(Short exercise) Report how many lines in the rows below contain the word "horizon", giving only the number.

Excerpts from location labeling data
====

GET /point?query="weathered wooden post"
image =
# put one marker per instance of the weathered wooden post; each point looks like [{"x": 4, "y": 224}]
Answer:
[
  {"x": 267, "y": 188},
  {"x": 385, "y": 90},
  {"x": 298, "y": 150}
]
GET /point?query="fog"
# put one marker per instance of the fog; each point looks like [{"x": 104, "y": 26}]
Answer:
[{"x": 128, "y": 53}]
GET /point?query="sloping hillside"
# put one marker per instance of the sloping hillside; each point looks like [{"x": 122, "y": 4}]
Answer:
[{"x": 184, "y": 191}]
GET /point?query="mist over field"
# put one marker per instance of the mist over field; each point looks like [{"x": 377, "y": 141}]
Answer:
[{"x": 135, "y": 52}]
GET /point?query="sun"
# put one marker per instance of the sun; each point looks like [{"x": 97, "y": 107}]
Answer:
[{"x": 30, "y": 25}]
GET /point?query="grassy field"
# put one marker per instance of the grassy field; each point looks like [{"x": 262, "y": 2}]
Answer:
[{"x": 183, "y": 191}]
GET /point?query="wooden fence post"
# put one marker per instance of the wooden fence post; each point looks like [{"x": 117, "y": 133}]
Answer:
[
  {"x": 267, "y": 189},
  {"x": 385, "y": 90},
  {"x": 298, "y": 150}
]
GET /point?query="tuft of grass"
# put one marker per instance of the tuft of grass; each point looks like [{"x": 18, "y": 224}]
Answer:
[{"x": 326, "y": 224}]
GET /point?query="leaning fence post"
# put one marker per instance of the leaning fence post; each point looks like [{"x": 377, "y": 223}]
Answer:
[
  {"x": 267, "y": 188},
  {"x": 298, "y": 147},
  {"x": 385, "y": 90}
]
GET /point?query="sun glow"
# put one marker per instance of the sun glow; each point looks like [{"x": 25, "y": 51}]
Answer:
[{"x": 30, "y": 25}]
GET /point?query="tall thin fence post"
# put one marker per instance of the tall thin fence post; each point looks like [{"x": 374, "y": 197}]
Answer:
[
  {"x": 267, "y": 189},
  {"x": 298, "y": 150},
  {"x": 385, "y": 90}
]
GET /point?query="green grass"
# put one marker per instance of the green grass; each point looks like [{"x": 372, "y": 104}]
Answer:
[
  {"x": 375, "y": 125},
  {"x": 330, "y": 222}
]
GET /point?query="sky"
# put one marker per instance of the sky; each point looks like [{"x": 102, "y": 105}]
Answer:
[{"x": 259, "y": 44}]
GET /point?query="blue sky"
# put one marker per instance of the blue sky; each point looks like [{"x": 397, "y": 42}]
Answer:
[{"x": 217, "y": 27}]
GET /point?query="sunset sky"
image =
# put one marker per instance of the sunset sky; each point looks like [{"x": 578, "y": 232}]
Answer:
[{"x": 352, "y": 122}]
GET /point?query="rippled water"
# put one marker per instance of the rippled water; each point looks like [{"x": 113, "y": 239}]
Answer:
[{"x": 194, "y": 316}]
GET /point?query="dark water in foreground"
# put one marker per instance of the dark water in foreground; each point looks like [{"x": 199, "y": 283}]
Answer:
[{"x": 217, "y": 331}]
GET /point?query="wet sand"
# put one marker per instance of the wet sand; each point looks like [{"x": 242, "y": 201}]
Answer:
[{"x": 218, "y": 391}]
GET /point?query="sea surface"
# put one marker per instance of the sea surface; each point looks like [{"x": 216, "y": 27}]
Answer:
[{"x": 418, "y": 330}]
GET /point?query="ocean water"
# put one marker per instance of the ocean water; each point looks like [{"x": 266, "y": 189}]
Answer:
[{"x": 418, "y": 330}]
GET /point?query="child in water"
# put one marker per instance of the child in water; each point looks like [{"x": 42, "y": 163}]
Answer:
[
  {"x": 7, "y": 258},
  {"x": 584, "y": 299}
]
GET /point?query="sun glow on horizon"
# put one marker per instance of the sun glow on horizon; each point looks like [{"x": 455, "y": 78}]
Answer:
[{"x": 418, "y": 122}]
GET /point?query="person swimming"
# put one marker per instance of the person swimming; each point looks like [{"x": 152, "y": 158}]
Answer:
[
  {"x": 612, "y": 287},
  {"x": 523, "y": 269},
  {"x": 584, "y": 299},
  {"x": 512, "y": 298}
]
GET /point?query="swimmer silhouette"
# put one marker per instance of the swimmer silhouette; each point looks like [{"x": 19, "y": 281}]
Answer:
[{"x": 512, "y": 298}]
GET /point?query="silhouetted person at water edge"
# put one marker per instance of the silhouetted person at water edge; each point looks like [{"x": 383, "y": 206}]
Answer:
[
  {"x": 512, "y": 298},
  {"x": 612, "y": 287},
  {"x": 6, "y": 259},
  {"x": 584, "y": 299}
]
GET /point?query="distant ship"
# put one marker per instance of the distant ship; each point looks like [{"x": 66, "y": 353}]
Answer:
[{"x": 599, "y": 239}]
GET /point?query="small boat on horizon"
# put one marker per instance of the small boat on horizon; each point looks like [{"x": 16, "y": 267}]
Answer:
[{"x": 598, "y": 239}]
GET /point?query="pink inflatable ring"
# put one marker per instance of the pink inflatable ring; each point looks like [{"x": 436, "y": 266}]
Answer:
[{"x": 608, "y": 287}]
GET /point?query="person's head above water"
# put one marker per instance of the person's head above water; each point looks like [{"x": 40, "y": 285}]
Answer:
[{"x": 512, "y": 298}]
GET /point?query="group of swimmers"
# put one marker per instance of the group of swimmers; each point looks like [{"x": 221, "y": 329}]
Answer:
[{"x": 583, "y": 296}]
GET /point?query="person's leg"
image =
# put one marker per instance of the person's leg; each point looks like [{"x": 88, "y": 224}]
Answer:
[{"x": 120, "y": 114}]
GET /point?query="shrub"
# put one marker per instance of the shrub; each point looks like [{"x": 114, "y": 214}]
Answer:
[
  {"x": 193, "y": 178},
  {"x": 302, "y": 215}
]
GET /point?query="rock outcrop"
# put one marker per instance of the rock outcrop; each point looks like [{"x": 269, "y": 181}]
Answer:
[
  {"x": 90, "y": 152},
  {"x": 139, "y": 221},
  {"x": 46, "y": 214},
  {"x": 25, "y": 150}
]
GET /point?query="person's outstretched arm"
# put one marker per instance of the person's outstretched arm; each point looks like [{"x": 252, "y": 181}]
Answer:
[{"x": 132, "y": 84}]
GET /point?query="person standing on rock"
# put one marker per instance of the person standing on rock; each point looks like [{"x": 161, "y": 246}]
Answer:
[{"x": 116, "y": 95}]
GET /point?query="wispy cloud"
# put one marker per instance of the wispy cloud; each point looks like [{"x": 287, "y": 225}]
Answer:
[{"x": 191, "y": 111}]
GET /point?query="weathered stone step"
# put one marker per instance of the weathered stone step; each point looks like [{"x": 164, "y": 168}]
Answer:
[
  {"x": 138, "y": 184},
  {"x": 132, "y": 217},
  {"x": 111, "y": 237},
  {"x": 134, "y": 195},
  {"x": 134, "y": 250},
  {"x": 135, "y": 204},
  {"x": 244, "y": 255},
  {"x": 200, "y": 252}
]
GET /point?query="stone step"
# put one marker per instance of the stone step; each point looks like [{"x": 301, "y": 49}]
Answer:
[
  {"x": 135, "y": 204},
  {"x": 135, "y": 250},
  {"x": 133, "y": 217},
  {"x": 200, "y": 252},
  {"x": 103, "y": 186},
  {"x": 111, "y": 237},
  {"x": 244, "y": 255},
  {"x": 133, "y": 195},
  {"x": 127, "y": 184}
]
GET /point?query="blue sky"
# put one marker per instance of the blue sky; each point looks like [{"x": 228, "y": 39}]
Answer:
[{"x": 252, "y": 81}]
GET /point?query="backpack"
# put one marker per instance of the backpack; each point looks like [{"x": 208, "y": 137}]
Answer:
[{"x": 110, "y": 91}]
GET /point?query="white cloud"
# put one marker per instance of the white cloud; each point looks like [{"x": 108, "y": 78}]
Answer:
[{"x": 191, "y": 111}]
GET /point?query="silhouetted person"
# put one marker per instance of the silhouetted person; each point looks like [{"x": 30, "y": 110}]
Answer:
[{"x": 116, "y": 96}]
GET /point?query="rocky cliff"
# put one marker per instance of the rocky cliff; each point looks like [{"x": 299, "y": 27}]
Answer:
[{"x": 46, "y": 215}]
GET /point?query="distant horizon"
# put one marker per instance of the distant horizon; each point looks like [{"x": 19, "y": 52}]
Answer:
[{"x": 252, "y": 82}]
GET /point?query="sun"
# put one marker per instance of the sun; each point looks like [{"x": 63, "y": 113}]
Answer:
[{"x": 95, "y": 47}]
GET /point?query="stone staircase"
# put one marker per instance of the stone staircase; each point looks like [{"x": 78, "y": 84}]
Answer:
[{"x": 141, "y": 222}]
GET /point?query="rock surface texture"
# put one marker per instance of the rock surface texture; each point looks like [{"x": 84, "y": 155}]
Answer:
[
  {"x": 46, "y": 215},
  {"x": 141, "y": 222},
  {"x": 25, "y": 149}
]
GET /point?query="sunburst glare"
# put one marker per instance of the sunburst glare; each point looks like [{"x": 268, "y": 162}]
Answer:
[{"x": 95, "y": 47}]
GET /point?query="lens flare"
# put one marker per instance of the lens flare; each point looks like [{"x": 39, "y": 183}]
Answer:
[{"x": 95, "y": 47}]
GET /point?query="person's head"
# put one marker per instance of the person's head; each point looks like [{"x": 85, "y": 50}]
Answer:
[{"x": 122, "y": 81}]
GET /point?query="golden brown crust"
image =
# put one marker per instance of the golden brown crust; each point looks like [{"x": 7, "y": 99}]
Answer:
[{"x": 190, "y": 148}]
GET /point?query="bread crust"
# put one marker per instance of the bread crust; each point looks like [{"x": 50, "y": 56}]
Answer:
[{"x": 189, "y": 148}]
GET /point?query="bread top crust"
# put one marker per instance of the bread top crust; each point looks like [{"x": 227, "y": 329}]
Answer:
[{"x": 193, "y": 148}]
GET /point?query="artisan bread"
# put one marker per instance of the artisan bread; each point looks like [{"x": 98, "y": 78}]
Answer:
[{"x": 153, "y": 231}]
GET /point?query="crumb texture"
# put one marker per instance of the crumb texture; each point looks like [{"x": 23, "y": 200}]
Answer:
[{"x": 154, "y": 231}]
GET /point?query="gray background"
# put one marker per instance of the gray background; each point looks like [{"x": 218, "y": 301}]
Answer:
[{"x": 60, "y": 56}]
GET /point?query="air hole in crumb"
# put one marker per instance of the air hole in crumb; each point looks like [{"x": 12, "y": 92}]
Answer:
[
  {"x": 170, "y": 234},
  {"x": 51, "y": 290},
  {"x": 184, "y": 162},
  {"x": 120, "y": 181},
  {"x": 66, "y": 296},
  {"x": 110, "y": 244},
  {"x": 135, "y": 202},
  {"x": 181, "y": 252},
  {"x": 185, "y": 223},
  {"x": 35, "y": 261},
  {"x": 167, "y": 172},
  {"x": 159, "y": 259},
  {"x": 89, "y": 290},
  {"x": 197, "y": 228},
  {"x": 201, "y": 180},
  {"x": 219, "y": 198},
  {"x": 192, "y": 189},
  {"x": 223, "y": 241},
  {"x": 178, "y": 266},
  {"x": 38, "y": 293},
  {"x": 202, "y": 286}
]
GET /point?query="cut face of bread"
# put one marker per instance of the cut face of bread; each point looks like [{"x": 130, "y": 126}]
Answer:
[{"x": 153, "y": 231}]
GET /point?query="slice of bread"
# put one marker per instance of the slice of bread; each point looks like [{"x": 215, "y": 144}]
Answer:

====

(In response) 6